* **What you will do**: The output should be every line below that includes the word "thread".
-- Input data follows --
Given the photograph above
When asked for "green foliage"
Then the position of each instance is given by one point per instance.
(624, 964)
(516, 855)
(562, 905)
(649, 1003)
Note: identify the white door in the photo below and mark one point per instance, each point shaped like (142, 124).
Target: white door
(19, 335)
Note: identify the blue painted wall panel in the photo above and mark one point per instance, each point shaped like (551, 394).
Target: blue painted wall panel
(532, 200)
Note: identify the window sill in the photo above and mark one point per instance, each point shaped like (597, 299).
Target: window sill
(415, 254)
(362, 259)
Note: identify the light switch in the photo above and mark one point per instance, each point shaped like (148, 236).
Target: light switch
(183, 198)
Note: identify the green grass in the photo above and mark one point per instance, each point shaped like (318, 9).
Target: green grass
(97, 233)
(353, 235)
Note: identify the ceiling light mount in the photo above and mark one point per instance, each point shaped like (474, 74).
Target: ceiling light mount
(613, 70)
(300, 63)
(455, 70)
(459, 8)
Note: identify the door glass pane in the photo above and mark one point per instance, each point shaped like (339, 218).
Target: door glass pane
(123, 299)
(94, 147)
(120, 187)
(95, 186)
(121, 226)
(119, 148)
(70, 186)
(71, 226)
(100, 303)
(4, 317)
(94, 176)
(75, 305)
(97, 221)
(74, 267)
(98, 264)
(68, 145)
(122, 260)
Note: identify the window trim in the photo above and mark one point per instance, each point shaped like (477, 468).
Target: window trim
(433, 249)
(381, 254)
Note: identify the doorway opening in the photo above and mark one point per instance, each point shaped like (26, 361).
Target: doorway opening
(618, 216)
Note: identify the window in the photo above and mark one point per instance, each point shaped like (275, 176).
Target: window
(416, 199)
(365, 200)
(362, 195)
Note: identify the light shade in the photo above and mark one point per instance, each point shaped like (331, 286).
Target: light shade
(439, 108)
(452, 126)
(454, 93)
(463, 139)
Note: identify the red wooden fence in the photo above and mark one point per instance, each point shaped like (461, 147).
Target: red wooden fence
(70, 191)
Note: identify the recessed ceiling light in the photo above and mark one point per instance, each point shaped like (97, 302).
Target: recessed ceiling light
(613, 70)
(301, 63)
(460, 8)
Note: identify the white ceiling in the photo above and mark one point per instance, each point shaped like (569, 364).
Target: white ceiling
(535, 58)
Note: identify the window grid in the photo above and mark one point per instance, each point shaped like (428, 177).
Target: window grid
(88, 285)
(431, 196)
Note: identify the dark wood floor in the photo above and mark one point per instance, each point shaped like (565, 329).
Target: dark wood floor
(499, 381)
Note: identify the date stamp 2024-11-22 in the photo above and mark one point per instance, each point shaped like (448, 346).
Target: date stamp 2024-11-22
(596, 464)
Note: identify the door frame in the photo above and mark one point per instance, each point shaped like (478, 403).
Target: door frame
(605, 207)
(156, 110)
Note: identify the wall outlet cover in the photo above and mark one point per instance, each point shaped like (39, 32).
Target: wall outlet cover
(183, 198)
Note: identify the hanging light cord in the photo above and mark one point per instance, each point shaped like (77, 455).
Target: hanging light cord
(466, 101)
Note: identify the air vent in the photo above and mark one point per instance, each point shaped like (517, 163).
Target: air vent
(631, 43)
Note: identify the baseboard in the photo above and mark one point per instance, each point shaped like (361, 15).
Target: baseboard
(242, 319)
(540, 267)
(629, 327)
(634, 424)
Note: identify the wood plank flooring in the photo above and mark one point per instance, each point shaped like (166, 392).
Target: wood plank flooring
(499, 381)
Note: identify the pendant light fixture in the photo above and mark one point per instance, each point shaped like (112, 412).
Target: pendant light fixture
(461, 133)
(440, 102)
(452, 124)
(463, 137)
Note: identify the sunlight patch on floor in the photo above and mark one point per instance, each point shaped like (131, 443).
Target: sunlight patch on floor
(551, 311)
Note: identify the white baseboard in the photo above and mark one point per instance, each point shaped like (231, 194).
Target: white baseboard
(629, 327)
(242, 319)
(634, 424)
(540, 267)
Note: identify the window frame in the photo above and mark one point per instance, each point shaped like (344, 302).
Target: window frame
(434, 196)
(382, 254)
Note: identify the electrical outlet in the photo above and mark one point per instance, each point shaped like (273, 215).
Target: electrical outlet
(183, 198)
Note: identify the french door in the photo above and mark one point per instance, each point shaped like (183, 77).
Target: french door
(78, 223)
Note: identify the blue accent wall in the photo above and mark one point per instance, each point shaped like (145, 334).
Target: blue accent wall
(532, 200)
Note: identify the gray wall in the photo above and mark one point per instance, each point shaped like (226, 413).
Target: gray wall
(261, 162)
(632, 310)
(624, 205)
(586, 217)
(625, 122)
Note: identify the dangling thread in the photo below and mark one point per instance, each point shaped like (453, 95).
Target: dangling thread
-- Input data concluded --
* **Response for this exercise**:
Note: identify the dangling thread in the photo below and mark one point per instance, each point shaped like (453, 95).
Target: dangling thread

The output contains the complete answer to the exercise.